[Region annotation entries]
————————

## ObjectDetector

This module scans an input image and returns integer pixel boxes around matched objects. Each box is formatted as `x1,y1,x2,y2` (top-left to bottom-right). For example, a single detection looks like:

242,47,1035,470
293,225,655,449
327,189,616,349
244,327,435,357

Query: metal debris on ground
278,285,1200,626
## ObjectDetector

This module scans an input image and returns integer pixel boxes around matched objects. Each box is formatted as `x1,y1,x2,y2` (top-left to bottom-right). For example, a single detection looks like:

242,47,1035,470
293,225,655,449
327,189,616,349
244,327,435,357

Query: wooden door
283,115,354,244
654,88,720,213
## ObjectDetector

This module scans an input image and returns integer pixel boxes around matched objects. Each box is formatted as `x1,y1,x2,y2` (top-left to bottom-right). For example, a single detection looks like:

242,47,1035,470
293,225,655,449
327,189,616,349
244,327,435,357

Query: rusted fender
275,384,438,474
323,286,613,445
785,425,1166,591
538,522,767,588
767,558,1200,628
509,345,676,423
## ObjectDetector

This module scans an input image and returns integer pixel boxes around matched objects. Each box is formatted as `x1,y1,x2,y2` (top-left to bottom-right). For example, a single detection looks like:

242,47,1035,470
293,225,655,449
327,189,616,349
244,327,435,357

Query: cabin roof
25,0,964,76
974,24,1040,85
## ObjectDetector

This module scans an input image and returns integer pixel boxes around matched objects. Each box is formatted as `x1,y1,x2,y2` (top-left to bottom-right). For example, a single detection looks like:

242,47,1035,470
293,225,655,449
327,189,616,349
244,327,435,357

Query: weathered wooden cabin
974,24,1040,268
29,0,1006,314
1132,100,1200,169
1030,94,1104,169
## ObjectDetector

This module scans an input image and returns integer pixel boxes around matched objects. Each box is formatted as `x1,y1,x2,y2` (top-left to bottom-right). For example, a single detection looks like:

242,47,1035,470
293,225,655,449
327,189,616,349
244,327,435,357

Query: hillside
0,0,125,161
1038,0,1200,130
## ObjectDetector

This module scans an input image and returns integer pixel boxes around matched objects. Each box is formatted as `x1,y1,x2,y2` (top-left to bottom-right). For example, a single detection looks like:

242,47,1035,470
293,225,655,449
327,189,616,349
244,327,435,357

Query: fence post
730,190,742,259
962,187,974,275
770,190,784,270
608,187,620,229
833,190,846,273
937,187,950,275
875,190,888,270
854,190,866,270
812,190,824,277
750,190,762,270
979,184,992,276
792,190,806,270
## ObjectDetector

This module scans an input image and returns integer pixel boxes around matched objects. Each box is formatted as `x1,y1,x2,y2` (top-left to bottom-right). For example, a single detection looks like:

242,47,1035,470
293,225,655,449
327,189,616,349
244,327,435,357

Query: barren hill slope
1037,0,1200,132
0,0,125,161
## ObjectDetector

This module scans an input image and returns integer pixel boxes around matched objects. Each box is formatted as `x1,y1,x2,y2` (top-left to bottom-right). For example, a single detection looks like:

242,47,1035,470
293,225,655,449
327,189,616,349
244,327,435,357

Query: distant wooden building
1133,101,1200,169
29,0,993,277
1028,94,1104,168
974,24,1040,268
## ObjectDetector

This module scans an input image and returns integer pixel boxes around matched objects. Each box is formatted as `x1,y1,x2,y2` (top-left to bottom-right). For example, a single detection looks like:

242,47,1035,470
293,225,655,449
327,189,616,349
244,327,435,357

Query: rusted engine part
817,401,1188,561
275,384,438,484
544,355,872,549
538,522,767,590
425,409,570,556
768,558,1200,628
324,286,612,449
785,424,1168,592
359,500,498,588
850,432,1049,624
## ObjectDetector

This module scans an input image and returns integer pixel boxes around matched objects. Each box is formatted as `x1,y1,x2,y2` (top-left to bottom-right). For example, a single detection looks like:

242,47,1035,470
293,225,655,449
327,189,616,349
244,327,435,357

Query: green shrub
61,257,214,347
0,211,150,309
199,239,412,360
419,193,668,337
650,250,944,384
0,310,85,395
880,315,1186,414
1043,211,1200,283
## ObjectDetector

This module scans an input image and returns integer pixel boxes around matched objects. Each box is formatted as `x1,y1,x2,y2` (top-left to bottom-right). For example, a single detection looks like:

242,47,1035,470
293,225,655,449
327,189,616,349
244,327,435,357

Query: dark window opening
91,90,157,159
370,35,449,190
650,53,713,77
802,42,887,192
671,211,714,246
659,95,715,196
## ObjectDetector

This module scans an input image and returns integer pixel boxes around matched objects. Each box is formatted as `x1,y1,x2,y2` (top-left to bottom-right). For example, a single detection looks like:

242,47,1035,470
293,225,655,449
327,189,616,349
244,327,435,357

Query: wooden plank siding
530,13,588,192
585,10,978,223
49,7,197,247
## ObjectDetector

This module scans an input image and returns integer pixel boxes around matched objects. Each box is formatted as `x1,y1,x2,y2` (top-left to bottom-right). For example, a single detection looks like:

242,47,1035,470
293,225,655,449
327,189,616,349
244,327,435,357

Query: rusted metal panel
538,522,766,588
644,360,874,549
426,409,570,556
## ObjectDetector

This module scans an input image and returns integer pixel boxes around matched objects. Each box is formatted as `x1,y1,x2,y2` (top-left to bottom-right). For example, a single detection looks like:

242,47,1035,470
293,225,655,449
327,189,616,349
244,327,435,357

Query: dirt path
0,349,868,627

————————

### WHAT THIS TASK INVOLVES
Copy the material above line for line, changing nothing.

### ANSWER TO THE PROBLEM
## ObjectDetector

This module scans an input image and returns integer pixel boxes around matched objects. Each box is formatted as `x1,y1,x2,y2` (top-left to bottom-right). For example, a single detection looks like:

242,47,1035,470
293,225,655,449
327,189,616,349
244,327,435,357

Query: metal debris on ground
278,285,1200,626
## ObjectDetector

This module scans an input image and returns integer pixel boxes around matched objects. Each box is formatted as `x1,y1,x2,y2` (top-left to bottom-right). For example, a single detection looks like:

242,47,1035,470
293,225,655,449
327,189,616,349
244,327,435,357

Query: wooden door
283,115,354,244
654,88,720,213
## ObjectDetector

This module scans an input image and returns integer pixel boxes around matched objects. Each box is formatted as `x1,y1,x2,y2` (top-left to bottom-right). For example, a single detection looks like:

242,47,1035,470
293,225,655,449
327,189,616,349
244,327,435,357

Query: rusted fender
275,384,438,474
323,286,613,445
785,425,1166,591
538,522,767,588
767,558,1200,628
509,345,676,423
## ObjectDetector

This module scans an input image and returns integer pixel boxes around matched objects. Each box is formatted as `x1,y1,x2,y2` (top-left to bottom-right). For example, a single detection looks like:

242,47,1035,470
293,225,655,449
327,189,616,349
244,327,435,357

Query: cabin roof
25,0,964,76
974,24,1040,85
## ObjectDetector

This module scans an input image and returns integer pixel boxes around matched objects. Each box is formatted as `x1,y1,x2,y2` (top-left to bottom-right). For example, a single detection looks like:

242,47,1035,470
293,225,655,449
327,189,616,349
244,327,435,357

Query: weathered wooden cabin
974,24,1040,268
29,0,1006,314
1132,100,1200,169
1030,94,1104,169
## ObjectDetector

This module scans an input image and returns integer pixel boxes around matched objects. Each box is formatted as `x1,y1,x2,y2` (top-left to bottom-right). For example, a single detection looks like:

242,47,1035,470
293,225,655,449
327,189,616,349
244,327,435,357

Query: hillside
0,0,125,161
1038,0,1200,130
## ObjectDetector

This module scans an input image and returns integer pixel boxes around matched objects. Each box is formatted as `x1,y1,x2,y2` (top-left to bottom-right). For example, a single detection looks like:

242,47,1035,470
293,225,655,449
327,189,616,349
244,327,435,357

Query: fence post
730,190,742,259
962,187,974,275
770,190,784,270
608,187,620,229
833,190,846,273
937,187,950,275
875,190,888,270
854,190,866,270
812,190,824,277
750,190,762,270
979,184,992,276
792,190,806,270
## ObjectDetector

This module scans an input image and returns integer pixel boxes around matched objects. Each box is formatted as `x1,y1,x2,y2` (top-left to bottom-right). For example, a single detection looks like:

242,47,1035,470
293,225,655,449
327,189,616,349
244,327,435,357

Query: barren hill slope
1037,0,1200,132
0,0,125,161
## ObjectDetector

This module scans an input image and returns integer pixel boxes around matched objects. Each box is formatted as `x1,y1,x2,y2` (top-left to bottom-right). For example, a single detection looks like:

242,47,1035,470
293,225,655,449
327,189,616,349
244,327,435,357

Query: distant wooden building
1133,101,1200,169
29,0,993,277
1028,94,1104,168
974,24,1040,268
## ObjectDetector

This module scans an input image and returns integer pixel boxes around matched objects. Each box is formatted as `x1,y1,x2,y2` (top-left to bottom-right). For example, a single detection looks like:

242,47,1035,470
293,225,655,449
327,189,616,349
244,327,435,357

Query: rusted engine part
817,401,1188,561
275,384,438,484
544,355,872,549
538,522,767,590
425,409,570,556
768,558,1200,628
324,286,612,449
785,424,1168,592
359,500,498,588
850,432,1049,624
## ObjectDetector

This module scans an input image and returns integer pixel boxes around matched objects. Each box is formatted as `x1,y1,x2,y2` (top-left to bottom-right). For example, a single detection looks like:

242,47,1035,470
293,225,655,449
327,189,616,349
244,327,435,357

Query: green shrub
61,257,214,347
0,211,150,309
199,239,412,360
419,193,668,337
650,250,944,384
0,310,85,395
880,315,1186,414
1043,211,1200,283
## ObjectDetector

This module scans an input image and returns integer pixel boxes around matched objects. Each box is formatted as `x1,y1,x2,y2` (top-left to bottom-right). For example, a single detection looks like:

242,47,1035,470
293,225,655,449
327,189,616,349
244,327,435,357

Query: dark window opening
91,90,157,159
370,35,449,190
650,53,713,77
802,42,887,192
671,211,714,246
659,95,715,196
## ObjectDetector

This module scans an input image and returns integer pixel boxes around matched objects. Each box is formatted as `x1,y1,x2,y2` (top-left to bottom-right). For example, a single detection looks like:

242,47,1035,470
293,225,655,449
327,189,616,349
244,327,435,357

Query: wooden plank siding
530,13,588,192
585,10,978,223
49,7,197,247
## ObjectDetector

This module scans an input image and returns integer pixel boxes around matched objects. Each box is formatted as `x1,y1,x2,y2` (top-left to bottom-right). For example, a single detection looks like:

242,47,1035,470
293,225,655,449
327,189,616,349
244,327,435,357

Query: rusted metal panel
538,522,766,588
644,360,874,549
426,409,570,556
## ObjectDetector

This module scans an input image and returns integer pixel boxes around matched objects. Each box is formatted as `x1,y1,x2,y2` (top-left to bottom-right). For example, a single detection looks like:

242,47,1035,470
293,225,655,449
327,189,616,349
244,327,435,357

Query: dirt path
0,349,868,627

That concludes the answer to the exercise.